● **Data records**:
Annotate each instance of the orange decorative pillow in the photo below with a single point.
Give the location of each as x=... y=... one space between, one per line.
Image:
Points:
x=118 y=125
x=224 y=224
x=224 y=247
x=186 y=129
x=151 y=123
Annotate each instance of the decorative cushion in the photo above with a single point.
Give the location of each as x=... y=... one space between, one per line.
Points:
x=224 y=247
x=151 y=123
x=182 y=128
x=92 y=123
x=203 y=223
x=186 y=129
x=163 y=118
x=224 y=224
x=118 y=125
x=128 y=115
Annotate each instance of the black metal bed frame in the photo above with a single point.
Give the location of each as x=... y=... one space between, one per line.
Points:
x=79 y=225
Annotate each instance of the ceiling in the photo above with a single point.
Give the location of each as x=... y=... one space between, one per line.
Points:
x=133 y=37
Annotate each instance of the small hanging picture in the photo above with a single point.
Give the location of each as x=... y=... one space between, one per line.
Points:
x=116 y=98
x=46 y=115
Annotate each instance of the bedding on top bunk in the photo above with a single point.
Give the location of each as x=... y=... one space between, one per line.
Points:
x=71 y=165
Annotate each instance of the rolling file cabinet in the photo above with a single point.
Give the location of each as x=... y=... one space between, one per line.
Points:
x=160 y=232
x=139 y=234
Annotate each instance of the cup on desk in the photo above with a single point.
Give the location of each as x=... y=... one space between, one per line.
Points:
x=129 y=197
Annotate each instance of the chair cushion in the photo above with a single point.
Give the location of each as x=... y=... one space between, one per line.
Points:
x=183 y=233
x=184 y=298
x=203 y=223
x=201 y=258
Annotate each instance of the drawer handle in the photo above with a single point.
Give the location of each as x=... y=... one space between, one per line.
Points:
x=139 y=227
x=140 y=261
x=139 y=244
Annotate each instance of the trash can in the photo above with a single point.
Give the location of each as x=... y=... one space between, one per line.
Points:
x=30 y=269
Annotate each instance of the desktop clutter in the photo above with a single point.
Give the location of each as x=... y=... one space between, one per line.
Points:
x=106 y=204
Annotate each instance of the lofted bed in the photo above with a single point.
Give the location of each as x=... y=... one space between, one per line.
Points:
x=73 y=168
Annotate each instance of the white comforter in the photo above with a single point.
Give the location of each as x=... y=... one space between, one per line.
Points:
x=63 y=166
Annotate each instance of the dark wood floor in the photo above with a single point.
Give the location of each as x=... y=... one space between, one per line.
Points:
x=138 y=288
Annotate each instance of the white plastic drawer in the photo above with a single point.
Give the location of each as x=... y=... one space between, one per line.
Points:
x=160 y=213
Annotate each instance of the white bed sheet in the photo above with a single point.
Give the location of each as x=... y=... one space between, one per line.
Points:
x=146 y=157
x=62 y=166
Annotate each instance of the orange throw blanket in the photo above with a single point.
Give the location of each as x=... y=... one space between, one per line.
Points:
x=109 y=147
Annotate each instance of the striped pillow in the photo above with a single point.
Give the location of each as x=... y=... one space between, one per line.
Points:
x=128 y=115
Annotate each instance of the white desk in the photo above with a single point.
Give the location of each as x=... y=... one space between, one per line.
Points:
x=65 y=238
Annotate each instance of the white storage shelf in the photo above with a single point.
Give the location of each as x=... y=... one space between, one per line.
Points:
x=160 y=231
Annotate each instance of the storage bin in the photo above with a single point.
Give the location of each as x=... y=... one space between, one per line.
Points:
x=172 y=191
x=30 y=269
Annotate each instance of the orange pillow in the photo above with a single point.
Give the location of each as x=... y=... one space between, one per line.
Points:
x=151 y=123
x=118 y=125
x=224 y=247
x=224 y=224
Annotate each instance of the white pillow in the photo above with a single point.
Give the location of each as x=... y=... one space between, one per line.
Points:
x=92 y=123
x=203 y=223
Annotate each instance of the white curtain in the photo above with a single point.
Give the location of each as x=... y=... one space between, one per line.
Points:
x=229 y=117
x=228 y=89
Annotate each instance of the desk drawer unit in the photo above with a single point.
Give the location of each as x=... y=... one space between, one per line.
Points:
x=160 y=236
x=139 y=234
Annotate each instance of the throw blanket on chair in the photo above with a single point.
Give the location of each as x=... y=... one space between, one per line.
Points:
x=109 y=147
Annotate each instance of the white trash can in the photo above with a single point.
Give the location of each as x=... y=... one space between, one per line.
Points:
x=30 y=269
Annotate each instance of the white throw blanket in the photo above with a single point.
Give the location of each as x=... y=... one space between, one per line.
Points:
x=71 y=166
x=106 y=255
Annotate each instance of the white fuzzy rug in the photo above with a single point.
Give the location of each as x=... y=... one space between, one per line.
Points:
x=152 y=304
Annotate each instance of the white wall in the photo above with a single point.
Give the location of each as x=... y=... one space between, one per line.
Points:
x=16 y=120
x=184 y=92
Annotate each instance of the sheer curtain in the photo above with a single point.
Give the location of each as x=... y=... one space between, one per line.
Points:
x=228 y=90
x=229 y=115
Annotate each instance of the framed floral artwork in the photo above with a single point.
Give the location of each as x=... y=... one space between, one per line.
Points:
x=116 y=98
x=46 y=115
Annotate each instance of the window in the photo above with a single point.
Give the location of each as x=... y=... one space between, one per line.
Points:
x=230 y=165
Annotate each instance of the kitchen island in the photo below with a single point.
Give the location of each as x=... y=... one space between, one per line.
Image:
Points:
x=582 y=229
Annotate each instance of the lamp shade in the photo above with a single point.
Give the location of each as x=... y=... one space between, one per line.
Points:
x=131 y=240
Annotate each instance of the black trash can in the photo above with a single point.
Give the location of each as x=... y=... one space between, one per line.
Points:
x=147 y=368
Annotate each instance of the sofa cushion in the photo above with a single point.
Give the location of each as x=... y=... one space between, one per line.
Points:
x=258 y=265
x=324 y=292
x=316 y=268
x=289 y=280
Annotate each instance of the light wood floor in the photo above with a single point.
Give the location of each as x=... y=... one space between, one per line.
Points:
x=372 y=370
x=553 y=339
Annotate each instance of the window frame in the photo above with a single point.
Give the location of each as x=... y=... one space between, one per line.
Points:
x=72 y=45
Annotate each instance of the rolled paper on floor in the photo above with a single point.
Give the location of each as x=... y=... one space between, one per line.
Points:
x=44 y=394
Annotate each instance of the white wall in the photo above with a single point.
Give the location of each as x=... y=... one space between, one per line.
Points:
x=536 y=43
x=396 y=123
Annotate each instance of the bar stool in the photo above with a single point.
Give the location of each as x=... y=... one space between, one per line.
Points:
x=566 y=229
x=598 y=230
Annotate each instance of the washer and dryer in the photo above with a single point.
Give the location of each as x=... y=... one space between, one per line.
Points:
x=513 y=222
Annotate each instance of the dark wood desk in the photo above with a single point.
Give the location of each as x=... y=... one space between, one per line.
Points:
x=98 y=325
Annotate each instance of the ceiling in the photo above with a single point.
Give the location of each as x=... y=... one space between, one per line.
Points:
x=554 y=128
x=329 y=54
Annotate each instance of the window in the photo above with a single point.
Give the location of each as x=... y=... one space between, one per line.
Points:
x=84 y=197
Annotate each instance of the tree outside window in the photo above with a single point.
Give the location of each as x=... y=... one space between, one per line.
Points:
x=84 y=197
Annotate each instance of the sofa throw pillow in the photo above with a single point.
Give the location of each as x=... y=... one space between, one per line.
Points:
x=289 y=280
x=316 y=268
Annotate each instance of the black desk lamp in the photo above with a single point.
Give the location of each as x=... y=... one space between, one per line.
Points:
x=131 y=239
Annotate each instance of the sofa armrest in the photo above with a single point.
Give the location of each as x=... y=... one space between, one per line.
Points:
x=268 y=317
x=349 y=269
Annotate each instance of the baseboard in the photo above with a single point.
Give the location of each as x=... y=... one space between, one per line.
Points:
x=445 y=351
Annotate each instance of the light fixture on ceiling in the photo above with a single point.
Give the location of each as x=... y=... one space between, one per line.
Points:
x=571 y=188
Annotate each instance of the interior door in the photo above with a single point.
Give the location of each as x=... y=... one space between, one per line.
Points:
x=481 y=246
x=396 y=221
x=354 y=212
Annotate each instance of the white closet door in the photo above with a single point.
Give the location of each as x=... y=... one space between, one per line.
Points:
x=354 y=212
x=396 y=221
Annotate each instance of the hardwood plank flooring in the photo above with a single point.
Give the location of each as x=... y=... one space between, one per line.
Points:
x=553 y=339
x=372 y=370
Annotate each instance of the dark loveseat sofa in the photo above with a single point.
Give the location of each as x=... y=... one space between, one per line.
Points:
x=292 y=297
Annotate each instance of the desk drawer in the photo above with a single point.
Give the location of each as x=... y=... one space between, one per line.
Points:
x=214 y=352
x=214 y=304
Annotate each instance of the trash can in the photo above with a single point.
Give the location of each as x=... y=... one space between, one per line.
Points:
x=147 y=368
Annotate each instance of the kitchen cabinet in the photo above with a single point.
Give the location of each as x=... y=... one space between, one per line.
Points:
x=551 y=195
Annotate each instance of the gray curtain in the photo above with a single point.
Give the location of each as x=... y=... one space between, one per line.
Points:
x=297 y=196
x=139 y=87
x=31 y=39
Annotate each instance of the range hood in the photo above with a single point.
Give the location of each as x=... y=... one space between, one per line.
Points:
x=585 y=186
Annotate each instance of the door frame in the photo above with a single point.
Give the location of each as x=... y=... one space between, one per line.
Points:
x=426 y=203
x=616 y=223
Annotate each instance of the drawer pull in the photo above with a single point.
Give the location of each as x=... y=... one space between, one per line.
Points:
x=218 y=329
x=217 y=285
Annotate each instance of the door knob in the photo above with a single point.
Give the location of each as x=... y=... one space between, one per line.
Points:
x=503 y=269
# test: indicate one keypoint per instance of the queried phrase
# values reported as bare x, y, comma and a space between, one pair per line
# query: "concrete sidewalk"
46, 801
--
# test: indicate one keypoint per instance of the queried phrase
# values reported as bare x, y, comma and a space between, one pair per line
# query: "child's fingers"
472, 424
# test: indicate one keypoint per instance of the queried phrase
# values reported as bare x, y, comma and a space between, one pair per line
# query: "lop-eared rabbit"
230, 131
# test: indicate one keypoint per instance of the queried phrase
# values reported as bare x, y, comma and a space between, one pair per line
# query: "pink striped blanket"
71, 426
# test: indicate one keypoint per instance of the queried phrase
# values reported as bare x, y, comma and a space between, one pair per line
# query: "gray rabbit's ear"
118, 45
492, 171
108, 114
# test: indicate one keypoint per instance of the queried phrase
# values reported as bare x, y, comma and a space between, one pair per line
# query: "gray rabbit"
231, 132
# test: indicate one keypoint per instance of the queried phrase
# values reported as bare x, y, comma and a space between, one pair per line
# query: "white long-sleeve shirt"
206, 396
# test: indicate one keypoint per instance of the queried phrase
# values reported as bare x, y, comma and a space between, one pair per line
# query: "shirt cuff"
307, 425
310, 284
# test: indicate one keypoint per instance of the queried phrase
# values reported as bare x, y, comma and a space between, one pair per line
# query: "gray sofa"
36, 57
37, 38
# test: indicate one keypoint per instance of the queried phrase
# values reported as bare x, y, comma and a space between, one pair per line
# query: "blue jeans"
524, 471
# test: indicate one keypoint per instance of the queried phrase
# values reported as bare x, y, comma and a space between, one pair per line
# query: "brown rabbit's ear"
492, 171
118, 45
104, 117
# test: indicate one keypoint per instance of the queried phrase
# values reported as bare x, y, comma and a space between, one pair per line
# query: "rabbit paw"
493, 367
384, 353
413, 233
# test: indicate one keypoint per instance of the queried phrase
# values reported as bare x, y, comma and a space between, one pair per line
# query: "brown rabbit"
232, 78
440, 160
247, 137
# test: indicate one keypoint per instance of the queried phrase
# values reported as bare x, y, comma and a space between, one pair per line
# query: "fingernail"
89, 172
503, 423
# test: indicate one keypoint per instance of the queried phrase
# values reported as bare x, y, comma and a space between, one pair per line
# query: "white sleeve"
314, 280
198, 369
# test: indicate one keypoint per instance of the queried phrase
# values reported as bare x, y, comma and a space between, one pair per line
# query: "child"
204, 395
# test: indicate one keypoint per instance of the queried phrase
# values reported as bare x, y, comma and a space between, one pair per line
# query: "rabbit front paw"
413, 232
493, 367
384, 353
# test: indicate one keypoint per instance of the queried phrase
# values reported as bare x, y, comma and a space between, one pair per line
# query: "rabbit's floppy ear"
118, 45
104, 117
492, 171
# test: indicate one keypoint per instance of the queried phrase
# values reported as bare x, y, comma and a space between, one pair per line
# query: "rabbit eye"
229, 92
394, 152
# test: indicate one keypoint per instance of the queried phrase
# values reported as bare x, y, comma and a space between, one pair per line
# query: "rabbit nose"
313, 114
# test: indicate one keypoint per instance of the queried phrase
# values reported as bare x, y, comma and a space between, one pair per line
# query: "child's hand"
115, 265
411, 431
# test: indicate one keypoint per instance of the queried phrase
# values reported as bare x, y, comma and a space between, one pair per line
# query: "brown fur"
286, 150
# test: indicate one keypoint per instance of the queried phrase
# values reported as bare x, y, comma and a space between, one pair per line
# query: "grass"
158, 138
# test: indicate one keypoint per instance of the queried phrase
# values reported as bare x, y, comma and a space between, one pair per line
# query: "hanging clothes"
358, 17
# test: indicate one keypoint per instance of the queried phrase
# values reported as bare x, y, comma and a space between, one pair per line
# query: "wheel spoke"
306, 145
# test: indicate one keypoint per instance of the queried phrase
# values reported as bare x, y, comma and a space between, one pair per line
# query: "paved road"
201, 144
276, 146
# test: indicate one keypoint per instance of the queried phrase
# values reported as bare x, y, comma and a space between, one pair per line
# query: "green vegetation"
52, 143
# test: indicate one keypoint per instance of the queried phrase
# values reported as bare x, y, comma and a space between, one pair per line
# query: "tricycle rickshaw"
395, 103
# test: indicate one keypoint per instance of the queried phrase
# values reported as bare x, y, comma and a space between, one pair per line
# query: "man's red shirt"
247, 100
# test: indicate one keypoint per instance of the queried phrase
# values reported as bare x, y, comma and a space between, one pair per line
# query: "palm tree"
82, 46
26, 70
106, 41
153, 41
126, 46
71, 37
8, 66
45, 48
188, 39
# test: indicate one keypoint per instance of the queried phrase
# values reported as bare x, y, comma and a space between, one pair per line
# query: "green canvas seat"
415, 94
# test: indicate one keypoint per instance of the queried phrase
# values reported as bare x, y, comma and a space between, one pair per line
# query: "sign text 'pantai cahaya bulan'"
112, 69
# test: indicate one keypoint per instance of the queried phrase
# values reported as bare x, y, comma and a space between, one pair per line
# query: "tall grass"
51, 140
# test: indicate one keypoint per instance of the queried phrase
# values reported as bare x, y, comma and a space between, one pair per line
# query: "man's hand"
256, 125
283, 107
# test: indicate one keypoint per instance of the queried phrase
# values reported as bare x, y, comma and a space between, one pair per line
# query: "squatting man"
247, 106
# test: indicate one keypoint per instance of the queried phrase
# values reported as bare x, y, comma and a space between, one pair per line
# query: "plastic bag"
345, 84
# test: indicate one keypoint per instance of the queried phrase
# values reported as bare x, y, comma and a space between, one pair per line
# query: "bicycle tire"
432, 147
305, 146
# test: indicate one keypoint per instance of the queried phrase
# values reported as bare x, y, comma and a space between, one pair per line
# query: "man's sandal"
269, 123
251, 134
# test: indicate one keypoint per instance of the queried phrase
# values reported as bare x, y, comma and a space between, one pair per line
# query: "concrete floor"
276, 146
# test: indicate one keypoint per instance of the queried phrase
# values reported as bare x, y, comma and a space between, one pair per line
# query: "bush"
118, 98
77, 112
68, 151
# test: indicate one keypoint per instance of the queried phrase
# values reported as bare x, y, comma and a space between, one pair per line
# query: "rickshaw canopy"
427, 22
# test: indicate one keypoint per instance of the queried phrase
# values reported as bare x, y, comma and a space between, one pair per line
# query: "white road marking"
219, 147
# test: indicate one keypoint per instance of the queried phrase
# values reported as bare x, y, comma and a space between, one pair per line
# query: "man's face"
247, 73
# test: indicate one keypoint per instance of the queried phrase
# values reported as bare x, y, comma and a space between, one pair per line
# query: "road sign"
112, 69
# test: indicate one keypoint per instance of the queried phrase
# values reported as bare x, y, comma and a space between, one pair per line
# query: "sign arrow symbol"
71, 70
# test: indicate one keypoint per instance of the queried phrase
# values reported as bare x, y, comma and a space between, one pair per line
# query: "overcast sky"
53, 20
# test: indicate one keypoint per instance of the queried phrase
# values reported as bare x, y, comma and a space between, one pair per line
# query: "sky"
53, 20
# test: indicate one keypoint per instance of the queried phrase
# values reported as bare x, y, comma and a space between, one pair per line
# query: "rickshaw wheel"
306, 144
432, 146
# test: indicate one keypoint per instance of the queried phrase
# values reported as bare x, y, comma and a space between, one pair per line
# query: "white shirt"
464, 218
==
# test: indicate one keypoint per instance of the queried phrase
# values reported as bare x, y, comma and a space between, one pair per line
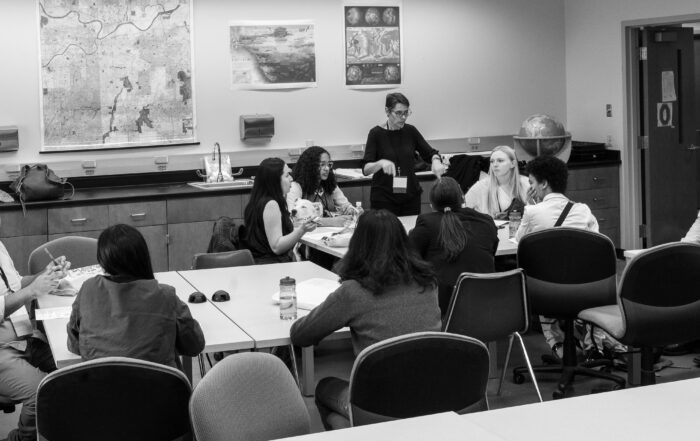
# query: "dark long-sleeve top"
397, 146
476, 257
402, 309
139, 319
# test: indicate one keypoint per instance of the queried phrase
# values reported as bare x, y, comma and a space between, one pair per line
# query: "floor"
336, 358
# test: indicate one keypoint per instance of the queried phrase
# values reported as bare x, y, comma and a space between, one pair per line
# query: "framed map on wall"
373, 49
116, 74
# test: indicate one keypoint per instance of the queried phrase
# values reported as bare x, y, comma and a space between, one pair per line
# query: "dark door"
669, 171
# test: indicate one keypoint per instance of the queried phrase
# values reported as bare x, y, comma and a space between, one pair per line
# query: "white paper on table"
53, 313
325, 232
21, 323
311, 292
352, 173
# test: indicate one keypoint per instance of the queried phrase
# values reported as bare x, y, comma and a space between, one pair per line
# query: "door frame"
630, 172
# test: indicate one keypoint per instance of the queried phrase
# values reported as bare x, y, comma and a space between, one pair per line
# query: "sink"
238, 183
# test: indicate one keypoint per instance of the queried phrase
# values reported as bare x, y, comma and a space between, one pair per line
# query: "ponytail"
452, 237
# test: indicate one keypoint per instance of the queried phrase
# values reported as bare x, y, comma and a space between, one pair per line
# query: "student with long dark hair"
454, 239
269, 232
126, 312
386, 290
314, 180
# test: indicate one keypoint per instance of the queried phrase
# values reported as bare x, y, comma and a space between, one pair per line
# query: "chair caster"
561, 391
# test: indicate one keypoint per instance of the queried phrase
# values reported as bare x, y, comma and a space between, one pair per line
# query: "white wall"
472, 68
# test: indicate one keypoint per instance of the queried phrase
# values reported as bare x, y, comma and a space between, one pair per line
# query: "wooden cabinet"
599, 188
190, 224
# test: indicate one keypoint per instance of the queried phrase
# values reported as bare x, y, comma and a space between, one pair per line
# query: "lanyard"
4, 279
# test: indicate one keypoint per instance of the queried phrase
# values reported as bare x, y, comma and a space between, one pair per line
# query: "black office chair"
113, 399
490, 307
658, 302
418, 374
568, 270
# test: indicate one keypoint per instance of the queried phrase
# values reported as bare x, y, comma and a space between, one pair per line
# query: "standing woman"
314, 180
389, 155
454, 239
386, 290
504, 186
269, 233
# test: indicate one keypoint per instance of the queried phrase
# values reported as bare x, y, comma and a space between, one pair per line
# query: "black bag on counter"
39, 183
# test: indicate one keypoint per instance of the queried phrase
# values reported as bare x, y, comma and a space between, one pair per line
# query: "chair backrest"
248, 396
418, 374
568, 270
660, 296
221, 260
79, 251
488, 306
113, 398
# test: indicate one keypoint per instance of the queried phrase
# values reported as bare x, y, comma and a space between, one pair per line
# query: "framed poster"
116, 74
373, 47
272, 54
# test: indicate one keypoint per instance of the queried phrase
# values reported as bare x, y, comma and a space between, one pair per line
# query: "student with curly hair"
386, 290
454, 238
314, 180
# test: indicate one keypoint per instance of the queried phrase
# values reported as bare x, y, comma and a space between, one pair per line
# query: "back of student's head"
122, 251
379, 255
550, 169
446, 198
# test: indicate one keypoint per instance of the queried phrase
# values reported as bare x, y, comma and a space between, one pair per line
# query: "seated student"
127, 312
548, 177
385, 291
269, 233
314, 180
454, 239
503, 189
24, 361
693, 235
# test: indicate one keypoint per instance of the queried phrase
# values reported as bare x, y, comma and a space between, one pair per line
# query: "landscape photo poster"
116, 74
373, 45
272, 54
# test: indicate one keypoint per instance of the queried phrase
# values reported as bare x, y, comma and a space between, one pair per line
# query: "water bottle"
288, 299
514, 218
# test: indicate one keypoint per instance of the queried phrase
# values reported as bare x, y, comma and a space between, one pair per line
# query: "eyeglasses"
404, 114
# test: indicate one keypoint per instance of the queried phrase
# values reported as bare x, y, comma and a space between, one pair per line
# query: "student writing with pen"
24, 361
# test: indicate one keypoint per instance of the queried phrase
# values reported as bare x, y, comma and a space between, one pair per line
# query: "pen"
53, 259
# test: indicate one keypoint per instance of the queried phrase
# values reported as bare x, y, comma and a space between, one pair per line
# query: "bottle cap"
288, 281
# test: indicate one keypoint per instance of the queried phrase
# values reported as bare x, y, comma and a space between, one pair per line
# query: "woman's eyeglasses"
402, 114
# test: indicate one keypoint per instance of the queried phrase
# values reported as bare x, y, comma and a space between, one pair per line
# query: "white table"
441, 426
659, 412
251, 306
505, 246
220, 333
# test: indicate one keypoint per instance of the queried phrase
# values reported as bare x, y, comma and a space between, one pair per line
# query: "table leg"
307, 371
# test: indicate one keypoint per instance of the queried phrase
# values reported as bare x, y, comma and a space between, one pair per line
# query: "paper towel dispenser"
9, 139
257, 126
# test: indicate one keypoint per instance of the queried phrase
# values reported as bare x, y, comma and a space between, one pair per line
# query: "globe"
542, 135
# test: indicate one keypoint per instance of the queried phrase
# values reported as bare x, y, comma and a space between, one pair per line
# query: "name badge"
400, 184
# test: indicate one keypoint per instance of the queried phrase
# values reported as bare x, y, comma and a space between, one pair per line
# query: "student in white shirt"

● **Exercise brief**: Pull out all lines containing the word "decorative" from the entries above.

● **Exercise solution**:
Annotate each instance of the orange decorative pillow in the photo below with a single point.
Annotate each instance of the decorative cushion in the photo above with a single point.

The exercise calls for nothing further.